**Page extract:**
Vasileios Touloumtsis
It’s an unshakeable and irrefutable truth that every day of our earthly life is- apart from anything else- another step that brings us ever closer to our biological death. Despite the fact that this is the most certain event which will occur to each and every one of us, rich and poor, powerful and weak, in everyday practice we nevertheless are forgetful of it. We underestimate it, so it no longer functions for us as a compass showing the bearings to our destination, which is its advent.
In the Orthodox faith and theology, the truth isn’t a subject for our intellectual ingenuity, but has been revealed to the world as incarnate Self-Truth in the Person of Christ. It’s a matter of life, of us making an effort to effect our inner transformation. Moreover, the whole mystery of the Incarnation of the Word took place ‘for our salvation’, so that, having received divine Grace, we might partake in the Truth, so that we could be altered in accordance with God’s will, and- intent on becoming like the model of our Creator- we might experience freedom in Christ as a release from materialism and as a transcendence of this world. The truth is both objective and universal and any division of it creates subjective ‘truths’ which are incapable of making us Christ-like, as children of God by Grace. In his analysis of the relationship between truth and virtue, Saint Maximos the Confessor tells us: ‘Truth is divine knowledge; virtue is the struggles on behalf of this truth’. In other words, what is required is our union with the truth, not some external, barren conformity with particular moral rules. Nothing, and no virtue, exists by itself, but all things take on form, meaning and content only when they’re linked to the person of Christ, Who is the corner-stone of the Church. This is why the Church doesn’t celebrate intellectuals and moralists, but saints and ‘those taught by God’ who have experienced the one Truth.

**Task brief:**
Answer the following questions using the text on truth in the Orthodox faith.
(a) Which event does the text call the most certain one that will occur to each of us?
(b) In the words quoted from Saint Maximos the Confessor, what is virtue?
(c) Whom does the Church celebrate instead of intellectuals and moralists?

**Source material:**
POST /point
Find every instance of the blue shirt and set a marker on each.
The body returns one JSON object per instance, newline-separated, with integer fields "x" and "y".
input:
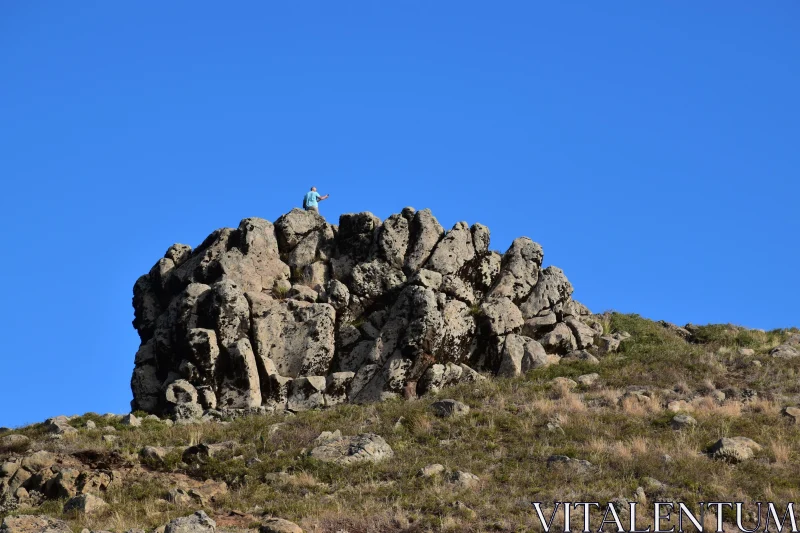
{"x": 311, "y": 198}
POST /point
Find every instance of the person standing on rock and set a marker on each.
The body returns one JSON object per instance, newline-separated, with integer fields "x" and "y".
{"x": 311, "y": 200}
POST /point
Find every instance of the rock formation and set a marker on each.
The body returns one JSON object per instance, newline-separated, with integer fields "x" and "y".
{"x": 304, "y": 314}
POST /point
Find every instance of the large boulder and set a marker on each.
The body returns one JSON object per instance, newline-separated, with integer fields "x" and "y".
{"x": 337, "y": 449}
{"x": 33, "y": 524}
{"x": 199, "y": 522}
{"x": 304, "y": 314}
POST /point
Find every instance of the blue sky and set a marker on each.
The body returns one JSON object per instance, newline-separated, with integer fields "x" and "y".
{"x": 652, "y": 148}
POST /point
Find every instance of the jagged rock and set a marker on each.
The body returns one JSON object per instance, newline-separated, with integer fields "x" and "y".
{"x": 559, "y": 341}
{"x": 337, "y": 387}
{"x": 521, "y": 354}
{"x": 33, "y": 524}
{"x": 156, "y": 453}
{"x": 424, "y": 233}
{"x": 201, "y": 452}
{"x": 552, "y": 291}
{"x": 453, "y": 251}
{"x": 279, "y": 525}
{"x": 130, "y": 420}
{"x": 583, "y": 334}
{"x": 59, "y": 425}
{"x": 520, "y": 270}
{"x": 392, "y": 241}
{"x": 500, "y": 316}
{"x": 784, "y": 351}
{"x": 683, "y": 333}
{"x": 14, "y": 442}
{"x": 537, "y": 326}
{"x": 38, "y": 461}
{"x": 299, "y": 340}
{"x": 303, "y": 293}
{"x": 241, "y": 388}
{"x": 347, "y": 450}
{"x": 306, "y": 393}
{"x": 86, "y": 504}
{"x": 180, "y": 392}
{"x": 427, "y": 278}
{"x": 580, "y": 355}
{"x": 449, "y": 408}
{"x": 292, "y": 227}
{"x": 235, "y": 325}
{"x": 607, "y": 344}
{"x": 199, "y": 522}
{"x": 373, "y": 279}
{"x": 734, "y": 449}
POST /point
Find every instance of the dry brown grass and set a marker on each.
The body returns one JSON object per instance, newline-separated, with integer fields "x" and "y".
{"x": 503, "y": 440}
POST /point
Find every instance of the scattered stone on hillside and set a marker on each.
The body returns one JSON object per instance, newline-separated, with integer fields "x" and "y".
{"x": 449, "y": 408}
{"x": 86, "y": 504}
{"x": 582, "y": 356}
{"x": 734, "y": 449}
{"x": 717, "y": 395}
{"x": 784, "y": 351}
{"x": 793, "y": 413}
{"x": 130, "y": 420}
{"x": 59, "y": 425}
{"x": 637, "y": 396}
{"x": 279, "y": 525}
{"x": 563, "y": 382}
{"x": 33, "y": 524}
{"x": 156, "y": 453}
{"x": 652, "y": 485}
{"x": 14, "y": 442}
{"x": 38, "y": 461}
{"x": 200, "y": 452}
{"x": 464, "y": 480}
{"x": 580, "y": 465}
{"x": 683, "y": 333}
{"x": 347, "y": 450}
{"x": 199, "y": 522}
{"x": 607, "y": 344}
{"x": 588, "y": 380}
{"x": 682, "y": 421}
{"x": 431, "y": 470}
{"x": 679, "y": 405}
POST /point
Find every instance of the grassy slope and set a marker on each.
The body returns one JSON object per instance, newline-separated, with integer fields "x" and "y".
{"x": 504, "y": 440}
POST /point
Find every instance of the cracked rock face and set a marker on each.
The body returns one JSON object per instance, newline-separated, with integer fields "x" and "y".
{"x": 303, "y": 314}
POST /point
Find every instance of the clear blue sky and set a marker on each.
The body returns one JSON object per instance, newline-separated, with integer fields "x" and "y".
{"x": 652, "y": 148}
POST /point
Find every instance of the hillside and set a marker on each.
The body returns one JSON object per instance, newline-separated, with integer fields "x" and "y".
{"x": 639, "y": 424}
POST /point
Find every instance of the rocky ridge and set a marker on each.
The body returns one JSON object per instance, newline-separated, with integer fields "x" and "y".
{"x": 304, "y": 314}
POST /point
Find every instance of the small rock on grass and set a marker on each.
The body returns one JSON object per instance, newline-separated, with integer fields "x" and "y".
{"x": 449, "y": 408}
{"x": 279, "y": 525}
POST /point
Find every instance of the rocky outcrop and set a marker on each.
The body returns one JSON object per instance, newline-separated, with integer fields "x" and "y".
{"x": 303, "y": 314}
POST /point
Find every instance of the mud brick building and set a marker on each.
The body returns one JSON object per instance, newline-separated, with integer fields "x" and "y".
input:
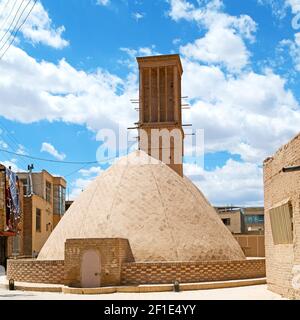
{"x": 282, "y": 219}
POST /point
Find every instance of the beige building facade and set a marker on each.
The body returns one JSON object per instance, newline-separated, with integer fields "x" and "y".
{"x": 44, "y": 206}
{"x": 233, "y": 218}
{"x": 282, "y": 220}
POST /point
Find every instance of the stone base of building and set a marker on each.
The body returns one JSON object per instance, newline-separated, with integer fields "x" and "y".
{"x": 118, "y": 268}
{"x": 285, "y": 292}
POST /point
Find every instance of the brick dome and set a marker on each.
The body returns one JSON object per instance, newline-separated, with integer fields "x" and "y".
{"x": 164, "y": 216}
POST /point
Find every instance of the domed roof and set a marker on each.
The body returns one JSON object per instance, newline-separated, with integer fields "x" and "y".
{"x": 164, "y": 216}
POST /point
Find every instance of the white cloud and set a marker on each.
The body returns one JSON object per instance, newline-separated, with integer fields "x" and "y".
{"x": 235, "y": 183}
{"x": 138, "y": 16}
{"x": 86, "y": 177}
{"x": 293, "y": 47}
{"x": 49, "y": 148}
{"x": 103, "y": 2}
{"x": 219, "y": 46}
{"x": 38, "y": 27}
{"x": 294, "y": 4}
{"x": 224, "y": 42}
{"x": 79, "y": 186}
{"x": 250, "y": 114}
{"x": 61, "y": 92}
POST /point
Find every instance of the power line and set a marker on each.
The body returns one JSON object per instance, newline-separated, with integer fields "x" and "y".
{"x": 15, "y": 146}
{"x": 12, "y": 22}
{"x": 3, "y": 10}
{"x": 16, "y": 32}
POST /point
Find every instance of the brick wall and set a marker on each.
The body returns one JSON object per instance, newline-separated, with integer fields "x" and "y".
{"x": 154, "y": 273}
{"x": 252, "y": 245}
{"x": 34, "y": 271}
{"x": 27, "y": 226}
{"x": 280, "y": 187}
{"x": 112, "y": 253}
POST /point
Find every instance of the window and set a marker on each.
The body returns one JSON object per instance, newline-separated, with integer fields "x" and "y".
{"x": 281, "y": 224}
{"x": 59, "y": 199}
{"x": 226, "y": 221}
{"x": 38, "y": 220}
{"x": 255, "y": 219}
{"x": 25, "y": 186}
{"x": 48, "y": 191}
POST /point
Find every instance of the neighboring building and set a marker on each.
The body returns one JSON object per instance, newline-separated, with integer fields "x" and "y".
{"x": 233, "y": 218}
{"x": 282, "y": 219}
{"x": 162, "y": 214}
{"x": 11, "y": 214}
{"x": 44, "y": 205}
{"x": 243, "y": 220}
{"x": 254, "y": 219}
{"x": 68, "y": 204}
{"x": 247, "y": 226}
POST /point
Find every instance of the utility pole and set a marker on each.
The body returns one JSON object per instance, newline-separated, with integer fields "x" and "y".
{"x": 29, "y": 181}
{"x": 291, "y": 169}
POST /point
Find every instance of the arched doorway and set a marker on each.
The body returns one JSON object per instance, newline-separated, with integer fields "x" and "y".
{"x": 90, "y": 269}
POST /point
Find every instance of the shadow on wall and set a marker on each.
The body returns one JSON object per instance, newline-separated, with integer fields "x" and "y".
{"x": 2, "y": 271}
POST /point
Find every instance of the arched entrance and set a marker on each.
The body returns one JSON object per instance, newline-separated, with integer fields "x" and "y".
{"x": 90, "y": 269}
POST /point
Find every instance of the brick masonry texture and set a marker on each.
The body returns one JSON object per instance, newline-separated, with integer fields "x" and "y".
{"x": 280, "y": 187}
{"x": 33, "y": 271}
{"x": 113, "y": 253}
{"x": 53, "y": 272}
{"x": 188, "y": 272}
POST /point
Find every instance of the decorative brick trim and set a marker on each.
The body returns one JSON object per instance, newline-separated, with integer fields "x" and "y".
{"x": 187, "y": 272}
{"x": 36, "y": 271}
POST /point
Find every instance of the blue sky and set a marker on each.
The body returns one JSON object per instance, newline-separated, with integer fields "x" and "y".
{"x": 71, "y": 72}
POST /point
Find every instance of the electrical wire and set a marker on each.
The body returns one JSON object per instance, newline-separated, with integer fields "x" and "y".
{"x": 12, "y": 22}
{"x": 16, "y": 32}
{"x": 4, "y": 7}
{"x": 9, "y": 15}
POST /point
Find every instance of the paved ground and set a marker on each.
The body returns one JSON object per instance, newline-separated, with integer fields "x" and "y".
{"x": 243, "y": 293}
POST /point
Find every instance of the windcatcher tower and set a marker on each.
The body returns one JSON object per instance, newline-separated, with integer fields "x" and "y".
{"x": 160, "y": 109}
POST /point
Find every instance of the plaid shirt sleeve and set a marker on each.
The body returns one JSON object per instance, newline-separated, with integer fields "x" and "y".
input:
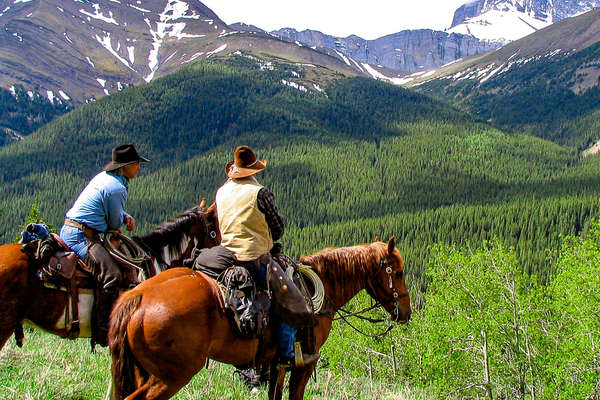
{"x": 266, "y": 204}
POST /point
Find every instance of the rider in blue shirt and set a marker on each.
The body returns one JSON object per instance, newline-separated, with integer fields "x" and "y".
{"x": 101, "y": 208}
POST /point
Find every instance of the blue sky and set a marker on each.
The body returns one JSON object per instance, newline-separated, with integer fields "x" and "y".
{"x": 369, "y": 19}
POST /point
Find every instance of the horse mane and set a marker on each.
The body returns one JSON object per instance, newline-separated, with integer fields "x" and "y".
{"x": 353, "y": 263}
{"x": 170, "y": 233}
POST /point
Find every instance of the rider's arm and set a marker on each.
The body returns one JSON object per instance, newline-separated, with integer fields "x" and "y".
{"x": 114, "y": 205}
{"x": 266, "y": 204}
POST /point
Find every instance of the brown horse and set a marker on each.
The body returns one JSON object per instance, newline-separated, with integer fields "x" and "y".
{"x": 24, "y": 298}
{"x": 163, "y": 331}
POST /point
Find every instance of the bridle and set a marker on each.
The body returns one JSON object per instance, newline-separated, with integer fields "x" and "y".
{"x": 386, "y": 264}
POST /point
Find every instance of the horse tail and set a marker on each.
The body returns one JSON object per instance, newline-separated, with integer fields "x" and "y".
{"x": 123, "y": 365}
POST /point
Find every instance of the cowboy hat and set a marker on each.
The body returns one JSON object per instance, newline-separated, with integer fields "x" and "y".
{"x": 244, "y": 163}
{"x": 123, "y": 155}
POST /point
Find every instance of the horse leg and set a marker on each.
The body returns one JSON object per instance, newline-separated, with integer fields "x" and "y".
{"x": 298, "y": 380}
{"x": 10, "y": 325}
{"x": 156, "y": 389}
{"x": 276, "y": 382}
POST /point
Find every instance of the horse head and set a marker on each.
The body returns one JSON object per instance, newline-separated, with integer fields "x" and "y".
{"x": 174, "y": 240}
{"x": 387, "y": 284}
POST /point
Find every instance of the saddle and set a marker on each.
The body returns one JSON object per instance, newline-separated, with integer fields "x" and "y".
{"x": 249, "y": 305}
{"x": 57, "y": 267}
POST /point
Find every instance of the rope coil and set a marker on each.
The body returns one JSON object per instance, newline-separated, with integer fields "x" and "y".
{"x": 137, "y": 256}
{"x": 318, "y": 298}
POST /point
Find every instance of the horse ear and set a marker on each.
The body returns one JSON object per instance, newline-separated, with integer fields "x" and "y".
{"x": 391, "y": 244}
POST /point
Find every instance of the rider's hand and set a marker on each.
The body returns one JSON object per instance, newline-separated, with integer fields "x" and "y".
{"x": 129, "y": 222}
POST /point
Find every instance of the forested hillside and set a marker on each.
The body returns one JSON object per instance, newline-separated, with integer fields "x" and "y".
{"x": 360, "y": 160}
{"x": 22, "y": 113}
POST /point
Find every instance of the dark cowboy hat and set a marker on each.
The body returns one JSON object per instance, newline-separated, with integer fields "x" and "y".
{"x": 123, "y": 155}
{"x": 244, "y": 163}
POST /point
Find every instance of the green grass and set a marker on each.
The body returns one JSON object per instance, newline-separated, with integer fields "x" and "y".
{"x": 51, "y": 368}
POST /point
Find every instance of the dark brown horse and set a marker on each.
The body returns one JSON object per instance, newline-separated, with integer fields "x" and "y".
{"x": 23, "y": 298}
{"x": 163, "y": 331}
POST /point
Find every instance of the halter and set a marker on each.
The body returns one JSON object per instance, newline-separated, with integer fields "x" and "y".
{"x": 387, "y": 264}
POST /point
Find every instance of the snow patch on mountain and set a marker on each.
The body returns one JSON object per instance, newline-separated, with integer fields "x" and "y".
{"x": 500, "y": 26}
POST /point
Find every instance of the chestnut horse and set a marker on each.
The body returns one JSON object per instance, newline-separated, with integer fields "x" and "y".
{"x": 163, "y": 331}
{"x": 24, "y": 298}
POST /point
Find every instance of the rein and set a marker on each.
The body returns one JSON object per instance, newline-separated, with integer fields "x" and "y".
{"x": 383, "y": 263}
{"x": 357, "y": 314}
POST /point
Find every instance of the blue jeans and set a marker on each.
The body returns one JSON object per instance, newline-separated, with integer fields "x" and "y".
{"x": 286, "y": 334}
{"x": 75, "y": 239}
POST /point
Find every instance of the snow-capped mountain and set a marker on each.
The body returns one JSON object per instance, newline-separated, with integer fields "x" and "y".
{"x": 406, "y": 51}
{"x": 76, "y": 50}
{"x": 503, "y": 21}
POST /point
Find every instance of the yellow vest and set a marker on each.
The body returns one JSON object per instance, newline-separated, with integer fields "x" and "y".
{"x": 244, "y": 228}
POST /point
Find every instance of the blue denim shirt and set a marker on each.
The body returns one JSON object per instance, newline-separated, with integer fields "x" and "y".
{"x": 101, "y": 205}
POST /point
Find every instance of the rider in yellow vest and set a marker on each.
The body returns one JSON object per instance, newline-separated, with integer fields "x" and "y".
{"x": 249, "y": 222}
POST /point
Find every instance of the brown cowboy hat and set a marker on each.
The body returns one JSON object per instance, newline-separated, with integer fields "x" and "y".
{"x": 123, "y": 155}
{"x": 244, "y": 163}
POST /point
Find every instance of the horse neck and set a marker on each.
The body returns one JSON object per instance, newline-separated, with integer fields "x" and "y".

**Reply to the task:**
(a) Our biological death.
(b) Virtue is "the struggles on behalf of this truth."
(c) Saints and "those taught by God" who have experienced the one Truth.